Dataset records about object locations:
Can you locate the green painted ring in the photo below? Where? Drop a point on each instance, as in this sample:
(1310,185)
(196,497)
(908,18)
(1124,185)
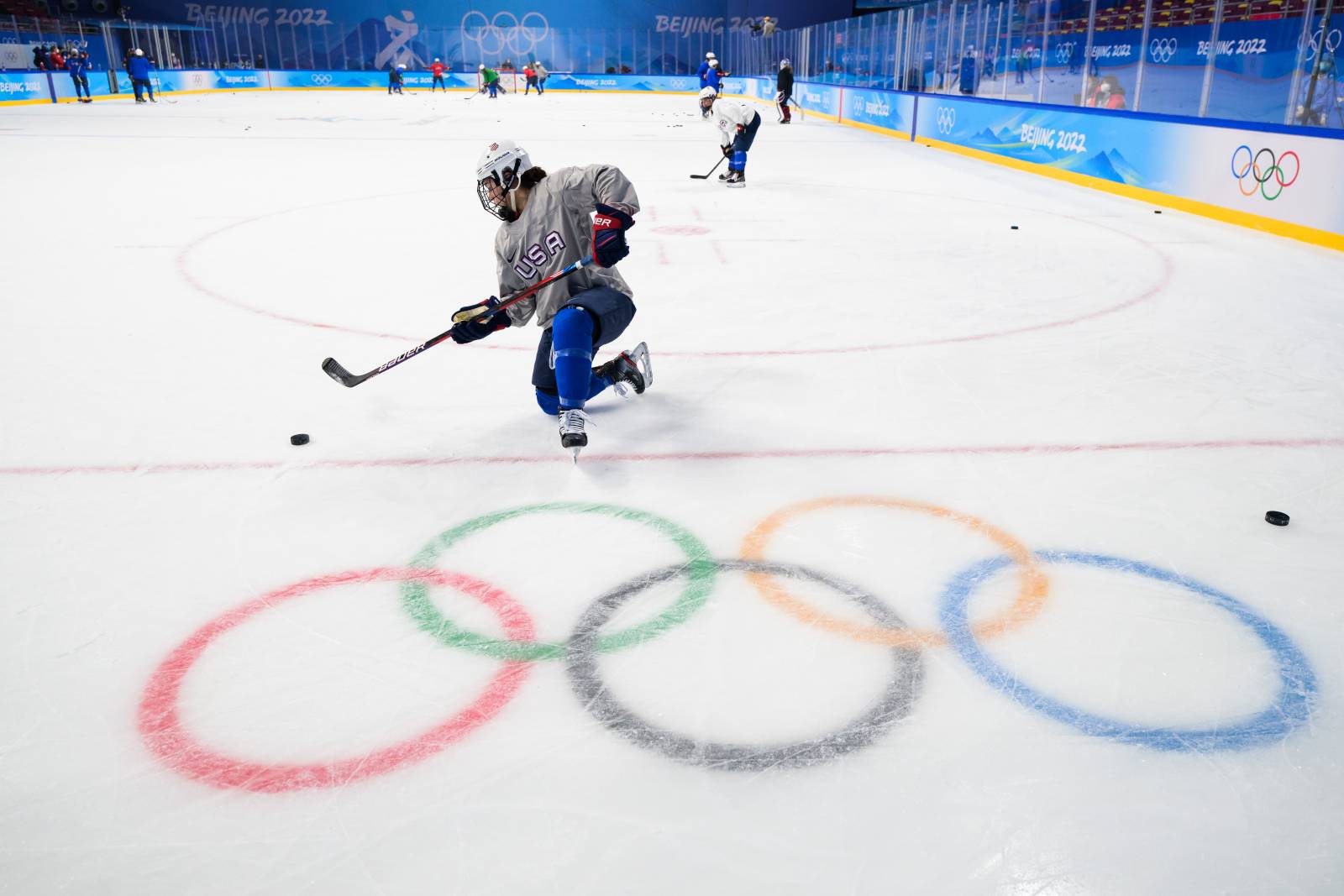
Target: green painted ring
(701,570)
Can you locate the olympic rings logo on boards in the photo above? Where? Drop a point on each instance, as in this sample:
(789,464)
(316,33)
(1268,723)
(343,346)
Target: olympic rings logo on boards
(1314,43)
(1261,174)
(1163,49)
(517,651)
(504,31)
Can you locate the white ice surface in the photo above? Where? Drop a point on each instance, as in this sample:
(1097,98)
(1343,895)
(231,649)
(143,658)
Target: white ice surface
(1102,380)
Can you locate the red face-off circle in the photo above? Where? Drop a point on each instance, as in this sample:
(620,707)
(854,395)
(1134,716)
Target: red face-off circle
(161,728)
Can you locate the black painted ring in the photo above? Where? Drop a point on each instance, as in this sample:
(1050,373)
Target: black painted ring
(894,705)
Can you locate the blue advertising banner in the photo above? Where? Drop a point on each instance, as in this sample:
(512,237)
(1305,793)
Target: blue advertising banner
(366,81)
(680,18)
(24,89)
(820,98)
(1284,174)
(207,80)
(635,83)
(879,109)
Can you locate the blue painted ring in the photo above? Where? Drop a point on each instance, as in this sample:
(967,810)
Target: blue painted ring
(1290,708)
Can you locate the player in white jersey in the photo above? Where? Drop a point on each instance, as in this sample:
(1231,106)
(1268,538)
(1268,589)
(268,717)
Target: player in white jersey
(548,224)
(737,123)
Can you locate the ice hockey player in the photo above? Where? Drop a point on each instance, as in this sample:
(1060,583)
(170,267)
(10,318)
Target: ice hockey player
(139,69)
(716,76)
(548,226)
(705,69)
(737,123)
(77,65)
(784,90)
(490,80)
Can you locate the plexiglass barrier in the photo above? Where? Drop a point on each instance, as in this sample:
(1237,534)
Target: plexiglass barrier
(1263,60)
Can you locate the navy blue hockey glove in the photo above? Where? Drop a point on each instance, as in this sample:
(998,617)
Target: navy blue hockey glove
(609,228)
(480,327)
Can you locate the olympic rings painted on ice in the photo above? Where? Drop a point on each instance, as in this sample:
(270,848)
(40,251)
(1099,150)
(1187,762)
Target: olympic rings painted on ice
(1032,593)
(165,734)
(699,584)
(894,705)
(163,731)
(1290,710)
(1261,174)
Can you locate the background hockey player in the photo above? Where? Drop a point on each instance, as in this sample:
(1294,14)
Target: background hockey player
(784,90)
(139,70)
(705,70)
(737,123)
(76,65)
(490,80)
(548,224)
(716,76)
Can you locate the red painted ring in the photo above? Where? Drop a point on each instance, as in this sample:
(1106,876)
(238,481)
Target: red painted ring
(163,732)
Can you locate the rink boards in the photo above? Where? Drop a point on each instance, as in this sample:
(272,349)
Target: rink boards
(1272,177)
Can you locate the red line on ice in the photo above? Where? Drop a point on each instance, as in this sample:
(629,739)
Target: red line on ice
(783,454)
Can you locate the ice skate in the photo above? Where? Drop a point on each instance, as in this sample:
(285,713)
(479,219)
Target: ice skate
(628,371)
(573,432)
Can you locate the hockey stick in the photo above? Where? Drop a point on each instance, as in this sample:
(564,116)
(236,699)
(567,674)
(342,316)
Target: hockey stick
(711,170)
(333,369)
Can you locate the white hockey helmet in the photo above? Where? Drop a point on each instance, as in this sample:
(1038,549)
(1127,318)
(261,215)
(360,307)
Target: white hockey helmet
(707,97)
(497,175)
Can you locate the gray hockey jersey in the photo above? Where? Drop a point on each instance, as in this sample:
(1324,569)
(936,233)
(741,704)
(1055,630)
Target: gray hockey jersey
(554,230)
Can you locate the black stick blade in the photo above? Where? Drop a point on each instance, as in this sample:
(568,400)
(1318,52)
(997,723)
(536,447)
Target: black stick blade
(333,369)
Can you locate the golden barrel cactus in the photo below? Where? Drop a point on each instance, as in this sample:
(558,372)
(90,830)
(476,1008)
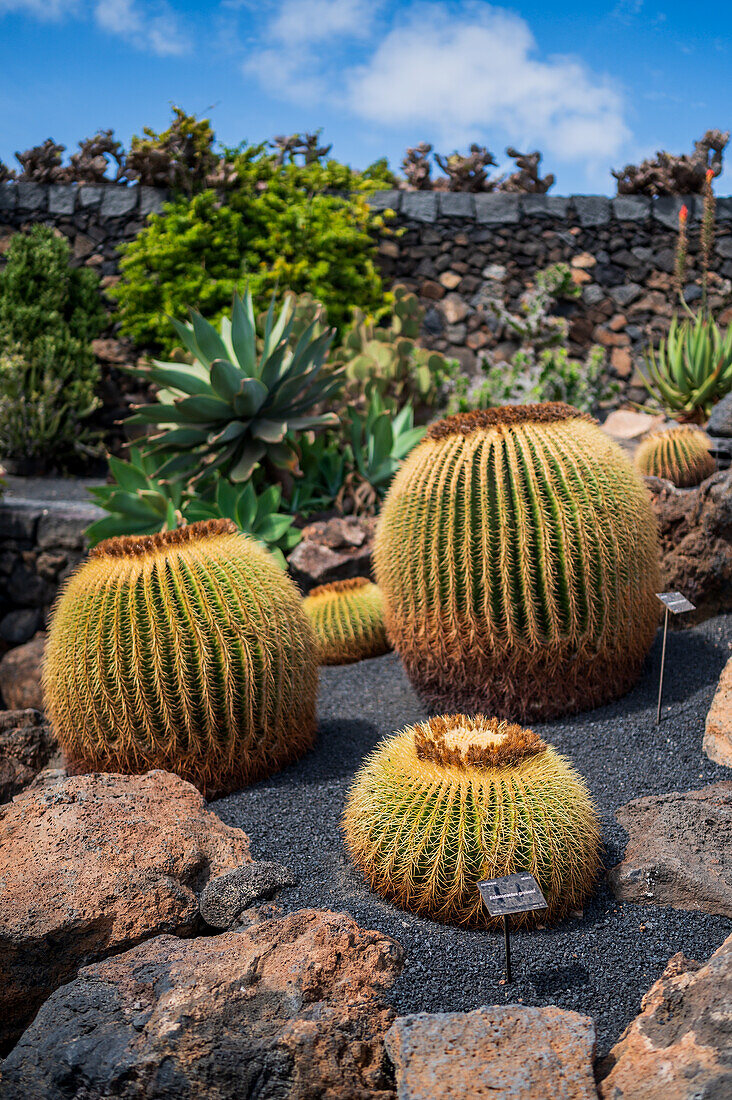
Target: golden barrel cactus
(187,651)
(679,454)
(452,801)
(517,556)
(348,619)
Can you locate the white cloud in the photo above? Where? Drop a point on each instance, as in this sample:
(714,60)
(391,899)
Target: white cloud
(452,72)
(477,70)
(293,63)
(150,26)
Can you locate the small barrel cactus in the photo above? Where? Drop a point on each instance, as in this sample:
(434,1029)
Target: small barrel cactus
(517,556)
(348,619)
(679,454)
(187,651)
(449,802)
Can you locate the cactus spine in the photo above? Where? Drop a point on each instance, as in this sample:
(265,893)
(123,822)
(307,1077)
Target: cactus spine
(348,619)
(679,454)
(187,651)
(455,800)
(517,556)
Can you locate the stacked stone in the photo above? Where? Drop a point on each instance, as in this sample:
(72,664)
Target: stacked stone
(95,218)
(40,545)
(460,251)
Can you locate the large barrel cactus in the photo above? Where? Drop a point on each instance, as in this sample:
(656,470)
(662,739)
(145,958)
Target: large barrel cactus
(348,619)
(451,801)
(679,454)
(517,557)
(187,651)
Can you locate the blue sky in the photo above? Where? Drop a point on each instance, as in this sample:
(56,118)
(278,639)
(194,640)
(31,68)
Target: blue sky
(592,85)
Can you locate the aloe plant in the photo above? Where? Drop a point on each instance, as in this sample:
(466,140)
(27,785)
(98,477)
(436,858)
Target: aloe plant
(691,370)
(233,406)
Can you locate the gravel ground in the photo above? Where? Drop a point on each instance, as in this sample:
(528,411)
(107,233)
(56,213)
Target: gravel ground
(601,964)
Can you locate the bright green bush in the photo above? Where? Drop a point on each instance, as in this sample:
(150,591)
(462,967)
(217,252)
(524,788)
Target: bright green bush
(280,226)
(48,314)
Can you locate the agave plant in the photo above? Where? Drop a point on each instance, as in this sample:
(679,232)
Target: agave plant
(692,369)
(140,502)
(233,406)
(379,441)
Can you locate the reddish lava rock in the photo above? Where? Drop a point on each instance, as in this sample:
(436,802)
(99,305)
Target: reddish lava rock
(678,1048)
(90,865)
(292,1007)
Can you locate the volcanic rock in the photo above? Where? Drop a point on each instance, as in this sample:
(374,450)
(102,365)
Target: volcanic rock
(695,526)
(679,1046)
(26,745)
(334,549)
(94,864)
(290,1008)
(510,1051)
(226,897)
(679,850)
(718,729)
(20,675)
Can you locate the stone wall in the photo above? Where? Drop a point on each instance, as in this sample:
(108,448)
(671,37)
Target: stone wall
(457,251)
(41,542)
(95,218)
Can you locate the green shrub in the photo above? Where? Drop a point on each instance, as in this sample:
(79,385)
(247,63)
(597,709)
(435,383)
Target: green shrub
(43,405)
(277,226)
(48,314)
(41,295)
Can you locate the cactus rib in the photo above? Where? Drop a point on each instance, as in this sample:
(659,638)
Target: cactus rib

Written instruction:
Quote only the lines from the line containing "Can you locate the bright" through the end of the listing, please, keeping both the first and the last line.

The reply:
Can you locate the bright green bush in the photo above? Where? Drop a point on each instance, as in this sample:
(150,591)
(462,967)
(217,252)
(524,788)
Target: bright green bush
(280,226)
(48,314)
Can you locate the agave plant in the photo above? Where? Drop a point on each instance, as in this sample:
(679,232)
Target: agave plant
(692,369)
(140,502)
(233,406)
(379,441)
Can you locate the reddish lava rock in the photo above? Where? Drop a point on each instance, as in this sample:
(436,802)
(99,305)
Target: reddish lava rock
(678,1048)
(90,865)
(292,1007)
Can you locate the volcanic rock in the photo above? Where? Drop a point on each instance, as in this sample:
(374,450)
(102,365)
Target: volcanic rock
(695,526)
(679,1046)
(26,745)
(334,549)
(94,864)
(290,1008)
(510,1051)
(226,897)
(679,850)
(718,729)
(20,675)
Can you locate the stone wall in the photo above? Where? Drop a point on each instance, as in this sample:
(108,448)
(671,37)
Target: stone wall
(457,251)
(41,542)
(95,218)
Can you locate the green shrub in the photo above? Where? Drop a point on each instance, as in this sample:
(79,385)
(247,63)
(597,709)
(435,383)
Target: green shrub
(43,405)
(277,226)
(48,314)
(41,295)
Can you locate the cactus rib in the photo above? Where? Drop a point on each instance, as in this sample:
(659,638)
Target: cactus rib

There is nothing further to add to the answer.